(Exercise input)
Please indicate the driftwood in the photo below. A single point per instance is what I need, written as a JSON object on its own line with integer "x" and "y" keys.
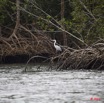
{"x": 88, "y": 58}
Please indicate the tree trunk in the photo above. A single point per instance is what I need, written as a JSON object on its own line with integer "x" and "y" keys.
{"x": 62, "y": 18}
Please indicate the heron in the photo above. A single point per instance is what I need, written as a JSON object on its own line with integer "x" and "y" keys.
{"x": 58, "y": 48}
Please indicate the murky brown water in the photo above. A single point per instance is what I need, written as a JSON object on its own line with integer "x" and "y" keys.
{"x": 50, "y": 87}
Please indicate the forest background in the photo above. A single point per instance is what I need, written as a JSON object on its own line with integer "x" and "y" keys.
{"x": 70, "y": 22}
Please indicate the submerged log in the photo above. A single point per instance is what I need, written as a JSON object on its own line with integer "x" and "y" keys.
{"x": 89, "y": 58}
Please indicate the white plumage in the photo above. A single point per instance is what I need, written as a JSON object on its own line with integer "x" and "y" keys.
{"x": 58, "y": 48}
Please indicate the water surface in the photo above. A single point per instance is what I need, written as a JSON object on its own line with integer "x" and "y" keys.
{"x": 50, "y": 86}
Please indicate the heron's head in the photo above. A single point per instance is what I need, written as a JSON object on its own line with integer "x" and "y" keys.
{"x": 54, "y": 40}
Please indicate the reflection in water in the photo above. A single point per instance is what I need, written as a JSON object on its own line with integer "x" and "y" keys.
{"x": 50, "y": 87}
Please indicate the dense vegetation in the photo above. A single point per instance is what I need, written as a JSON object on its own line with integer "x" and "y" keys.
{"x": 84, "y": 19}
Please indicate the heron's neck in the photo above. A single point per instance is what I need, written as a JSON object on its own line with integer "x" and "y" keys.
{"x": 54, "y": 43}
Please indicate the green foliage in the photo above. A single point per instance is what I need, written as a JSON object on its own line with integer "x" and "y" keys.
{"x": 84, "y": 22}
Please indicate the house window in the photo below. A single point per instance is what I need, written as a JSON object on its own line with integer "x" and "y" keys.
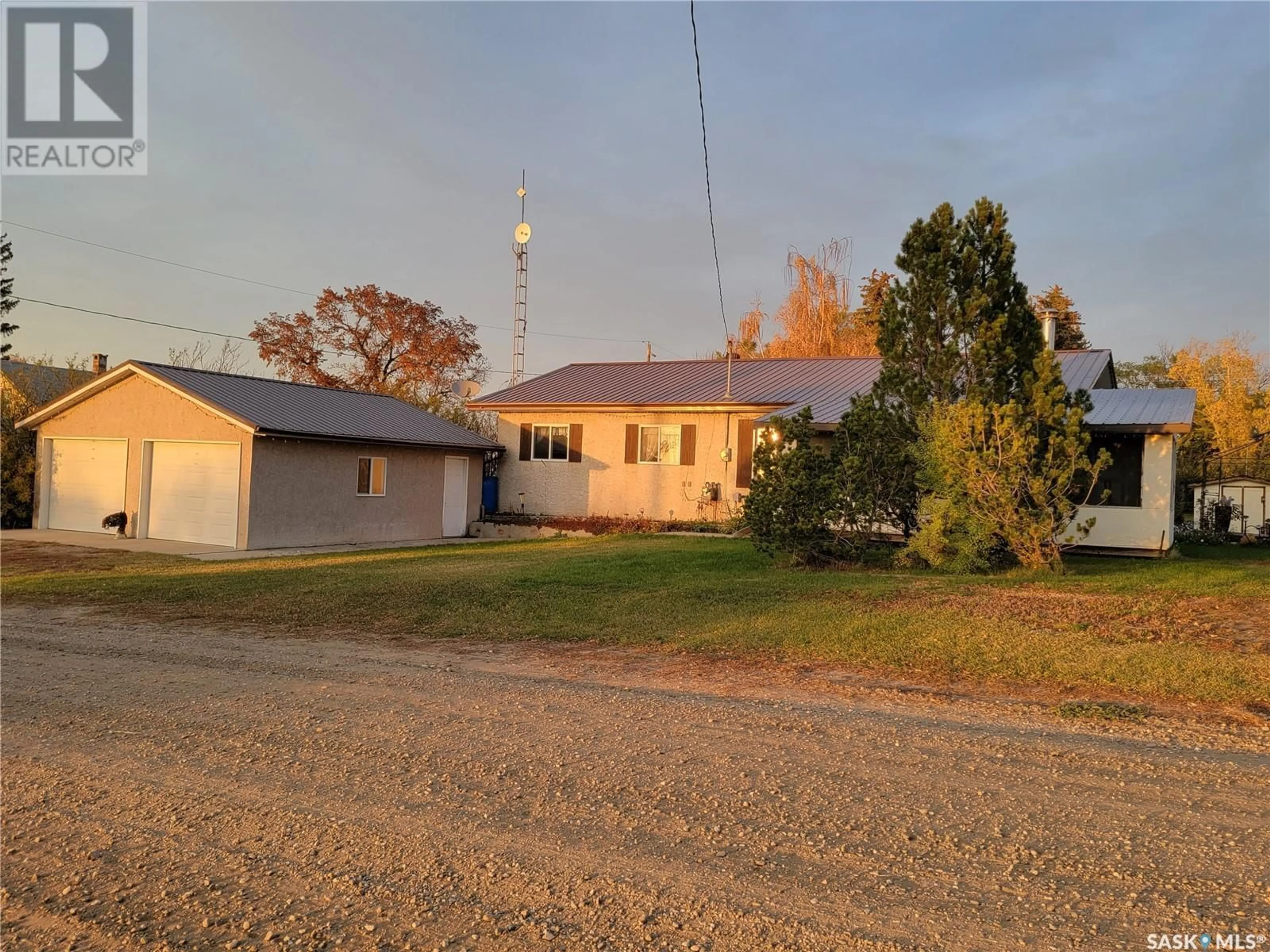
{"x": 550, "y": 441}
{"x": 370, "y": 475}
{"x": 1121, "y": 483}
{"x": 659, "y": 445}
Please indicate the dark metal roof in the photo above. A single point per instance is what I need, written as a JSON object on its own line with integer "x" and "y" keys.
{"x": 825, "y": 384}
{"x": 1170, "y": 411}
{"x": 281, "y": 408}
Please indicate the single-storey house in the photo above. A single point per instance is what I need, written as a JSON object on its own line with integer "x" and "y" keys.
{"x": 1249, "y": 493}
{"x": 674, "y": 440}
{"x": 248, "y": 462}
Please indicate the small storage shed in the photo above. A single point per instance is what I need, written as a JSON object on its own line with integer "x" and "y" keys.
{"x": 1249, "y": 493}
{"x": 249, "y": 462}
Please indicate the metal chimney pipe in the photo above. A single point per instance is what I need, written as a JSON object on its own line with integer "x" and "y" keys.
{"x": 1049, "y": 327}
(End Exercise input)
Each line from the one that contains "Please indicate the metal" through the end of the material above should be returned exactly, and nothing else.

▶ [Response]
Please indicate the metal chimney pipe in the photo above. A single point per instance is what I need, written as a JSON object on its own line with integer "x" and "y" keys.
{"x": 1049, "y": 327}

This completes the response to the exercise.